» WORK REQUIRED
In the listing below, how many lines contain the string "costume"? Reply with the number alone.
:::::
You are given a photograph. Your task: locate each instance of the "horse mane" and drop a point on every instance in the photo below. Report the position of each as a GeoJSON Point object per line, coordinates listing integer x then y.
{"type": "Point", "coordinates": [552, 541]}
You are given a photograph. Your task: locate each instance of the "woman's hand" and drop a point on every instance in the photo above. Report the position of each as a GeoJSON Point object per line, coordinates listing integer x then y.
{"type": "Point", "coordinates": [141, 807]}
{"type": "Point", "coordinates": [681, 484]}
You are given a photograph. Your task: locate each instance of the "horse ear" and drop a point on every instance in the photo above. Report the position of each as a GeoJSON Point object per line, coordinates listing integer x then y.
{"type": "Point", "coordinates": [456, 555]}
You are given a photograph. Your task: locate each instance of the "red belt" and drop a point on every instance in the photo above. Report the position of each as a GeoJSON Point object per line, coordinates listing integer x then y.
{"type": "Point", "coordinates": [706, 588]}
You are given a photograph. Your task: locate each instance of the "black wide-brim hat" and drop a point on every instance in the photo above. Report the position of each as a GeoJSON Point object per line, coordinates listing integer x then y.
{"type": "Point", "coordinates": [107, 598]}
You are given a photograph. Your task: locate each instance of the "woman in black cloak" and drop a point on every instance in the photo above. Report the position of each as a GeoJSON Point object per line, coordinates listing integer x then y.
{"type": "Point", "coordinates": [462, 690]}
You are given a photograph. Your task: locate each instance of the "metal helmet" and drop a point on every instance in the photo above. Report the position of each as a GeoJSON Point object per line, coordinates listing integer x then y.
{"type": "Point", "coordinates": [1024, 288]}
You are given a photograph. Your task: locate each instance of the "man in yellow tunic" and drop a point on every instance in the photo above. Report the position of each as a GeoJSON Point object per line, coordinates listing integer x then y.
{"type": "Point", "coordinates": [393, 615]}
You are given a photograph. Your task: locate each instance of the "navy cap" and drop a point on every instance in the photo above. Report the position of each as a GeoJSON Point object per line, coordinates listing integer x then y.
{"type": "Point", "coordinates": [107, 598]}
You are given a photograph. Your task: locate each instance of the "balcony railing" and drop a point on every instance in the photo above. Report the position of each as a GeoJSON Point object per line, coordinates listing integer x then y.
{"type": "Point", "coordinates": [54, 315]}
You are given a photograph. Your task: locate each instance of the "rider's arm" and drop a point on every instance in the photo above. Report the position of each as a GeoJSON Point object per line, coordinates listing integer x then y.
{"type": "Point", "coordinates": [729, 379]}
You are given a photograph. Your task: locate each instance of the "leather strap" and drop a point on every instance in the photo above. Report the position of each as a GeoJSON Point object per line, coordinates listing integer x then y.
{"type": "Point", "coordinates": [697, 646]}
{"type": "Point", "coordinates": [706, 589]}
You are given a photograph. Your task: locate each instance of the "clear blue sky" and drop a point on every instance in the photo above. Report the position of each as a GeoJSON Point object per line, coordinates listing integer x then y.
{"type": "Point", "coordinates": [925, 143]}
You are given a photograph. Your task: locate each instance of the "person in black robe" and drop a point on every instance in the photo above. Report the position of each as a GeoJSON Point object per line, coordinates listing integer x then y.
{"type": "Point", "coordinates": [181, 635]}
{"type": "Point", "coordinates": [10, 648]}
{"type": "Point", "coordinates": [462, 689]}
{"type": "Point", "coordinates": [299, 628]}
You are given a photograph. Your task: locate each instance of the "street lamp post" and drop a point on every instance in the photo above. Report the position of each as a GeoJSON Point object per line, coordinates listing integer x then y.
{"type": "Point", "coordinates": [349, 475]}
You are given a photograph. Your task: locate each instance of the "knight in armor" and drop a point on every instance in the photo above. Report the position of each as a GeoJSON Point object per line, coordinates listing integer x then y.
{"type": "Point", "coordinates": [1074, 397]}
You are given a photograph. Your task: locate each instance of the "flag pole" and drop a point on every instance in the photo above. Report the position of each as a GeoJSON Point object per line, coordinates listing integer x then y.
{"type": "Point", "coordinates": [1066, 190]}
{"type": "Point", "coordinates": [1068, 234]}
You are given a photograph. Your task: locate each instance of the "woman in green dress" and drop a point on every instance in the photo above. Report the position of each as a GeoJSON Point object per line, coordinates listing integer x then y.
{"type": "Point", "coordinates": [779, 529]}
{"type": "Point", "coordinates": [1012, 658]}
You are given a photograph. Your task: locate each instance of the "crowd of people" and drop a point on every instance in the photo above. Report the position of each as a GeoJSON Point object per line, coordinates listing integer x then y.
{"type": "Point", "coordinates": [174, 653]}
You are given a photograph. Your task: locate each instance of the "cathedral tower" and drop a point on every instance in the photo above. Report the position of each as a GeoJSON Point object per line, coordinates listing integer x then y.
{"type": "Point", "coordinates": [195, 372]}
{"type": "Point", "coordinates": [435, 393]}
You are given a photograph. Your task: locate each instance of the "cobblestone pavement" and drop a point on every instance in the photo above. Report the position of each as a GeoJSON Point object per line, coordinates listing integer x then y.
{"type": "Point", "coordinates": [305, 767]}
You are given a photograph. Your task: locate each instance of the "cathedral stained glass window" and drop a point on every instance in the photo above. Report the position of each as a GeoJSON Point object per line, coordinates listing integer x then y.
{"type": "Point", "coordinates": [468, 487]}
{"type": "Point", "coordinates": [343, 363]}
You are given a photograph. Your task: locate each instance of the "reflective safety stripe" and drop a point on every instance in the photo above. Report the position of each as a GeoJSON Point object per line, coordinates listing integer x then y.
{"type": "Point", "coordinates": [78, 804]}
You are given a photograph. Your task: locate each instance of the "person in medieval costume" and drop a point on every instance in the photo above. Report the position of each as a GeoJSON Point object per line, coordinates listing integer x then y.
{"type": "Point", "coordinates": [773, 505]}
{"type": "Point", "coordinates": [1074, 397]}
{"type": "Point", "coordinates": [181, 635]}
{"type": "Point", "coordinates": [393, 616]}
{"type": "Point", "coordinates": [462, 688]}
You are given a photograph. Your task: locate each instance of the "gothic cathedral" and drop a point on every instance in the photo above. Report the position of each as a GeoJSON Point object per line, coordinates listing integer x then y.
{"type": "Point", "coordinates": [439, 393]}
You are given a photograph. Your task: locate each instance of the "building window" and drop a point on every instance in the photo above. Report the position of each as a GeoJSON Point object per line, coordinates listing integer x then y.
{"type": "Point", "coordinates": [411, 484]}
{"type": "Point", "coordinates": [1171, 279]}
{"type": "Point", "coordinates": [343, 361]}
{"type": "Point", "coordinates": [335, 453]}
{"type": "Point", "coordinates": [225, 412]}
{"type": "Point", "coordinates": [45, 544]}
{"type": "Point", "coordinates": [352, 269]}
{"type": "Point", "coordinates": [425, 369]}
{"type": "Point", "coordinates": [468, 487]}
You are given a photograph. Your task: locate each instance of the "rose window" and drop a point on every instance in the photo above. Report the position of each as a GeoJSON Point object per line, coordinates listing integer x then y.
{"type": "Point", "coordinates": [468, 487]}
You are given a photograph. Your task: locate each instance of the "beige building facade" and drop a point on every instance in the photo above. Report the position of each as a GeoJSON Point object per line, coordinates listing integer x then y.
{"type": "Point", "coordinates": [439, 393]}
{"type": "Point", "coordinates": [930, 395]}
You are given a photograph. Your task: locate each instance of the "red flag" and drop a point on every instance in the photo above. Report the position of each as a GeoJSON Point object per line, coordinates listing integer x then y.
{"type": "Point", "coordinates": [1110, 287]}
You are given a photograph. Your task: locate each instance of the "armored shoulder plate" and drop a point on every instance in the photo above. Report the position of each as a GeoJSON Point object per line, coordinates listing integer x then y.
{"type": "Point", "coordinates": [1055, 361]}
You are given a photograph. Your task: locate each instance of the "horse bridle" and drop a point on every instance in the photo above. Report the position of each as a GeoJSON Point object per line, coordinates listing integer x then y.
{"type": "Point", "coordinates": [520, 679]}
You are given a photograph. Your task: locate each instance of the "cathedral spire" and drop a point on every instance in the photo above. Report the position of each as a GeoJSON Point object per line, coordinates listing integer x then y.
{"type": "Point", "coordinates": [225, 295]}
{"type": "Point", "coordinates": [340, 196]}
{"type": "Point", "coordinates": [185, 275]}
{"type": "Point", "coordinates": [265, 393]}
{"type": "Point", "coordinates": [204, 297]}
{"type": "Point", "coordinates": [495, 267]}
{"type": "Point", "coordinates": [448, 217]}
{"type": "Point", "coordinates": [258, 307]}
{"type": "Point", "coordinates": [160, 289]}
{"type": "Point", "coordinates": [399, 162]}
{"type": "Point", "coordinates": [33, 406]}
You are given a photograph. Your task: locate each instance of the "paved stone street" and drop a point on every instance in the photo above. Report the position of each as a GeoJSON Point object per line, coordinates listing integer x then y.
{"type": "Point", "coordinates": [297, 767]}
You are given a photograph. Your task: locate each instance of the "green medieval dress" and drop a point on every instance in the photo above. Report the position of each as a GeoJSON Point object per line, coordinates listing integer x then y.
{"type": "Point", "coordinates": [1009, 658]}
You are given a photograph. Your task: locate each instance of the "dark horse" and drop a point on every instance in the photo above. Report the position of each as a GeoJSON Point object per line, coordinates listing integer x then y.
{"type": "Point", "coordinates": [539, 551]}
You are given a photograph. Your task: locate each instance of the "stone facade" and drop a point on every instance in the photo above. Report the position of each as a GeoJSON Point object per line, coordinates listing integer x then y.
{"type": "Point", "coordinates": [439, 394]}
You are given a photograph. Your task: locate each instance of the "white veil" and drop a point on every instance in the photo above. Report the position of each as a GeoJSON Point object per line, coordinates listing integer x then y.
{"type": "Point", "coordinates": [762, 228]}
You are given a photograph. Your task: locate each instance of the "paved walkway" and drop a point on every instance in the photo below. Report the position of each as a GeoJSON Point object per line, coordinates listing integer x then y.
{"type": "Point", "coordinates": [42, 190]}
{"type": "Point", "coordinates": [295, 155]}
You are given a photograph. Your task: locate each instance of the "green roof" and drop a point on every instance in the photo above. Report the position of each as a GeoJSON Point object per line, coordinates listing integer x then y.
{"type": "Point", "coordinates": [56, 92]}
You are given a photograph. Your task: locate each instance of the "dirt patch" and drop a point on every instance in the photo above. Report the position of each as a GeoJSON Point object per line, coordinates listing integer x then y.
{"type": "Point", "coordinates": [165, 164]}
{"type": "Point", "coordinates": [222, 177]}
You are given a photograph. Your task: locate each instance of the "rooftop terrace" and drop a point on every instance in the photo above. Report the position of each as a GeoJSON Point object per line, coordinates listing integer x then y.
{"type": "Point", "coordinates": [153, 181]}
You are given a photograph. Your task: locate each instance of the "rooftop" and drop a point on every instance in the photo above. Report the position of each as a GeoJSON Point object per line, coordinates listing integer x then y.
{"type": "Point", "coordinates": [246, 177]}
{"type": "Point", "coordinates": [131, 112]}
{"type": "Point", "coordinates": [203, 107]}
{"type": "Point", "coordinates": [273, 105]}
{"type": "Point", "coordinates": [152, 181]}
:::::
» RESPONSE
1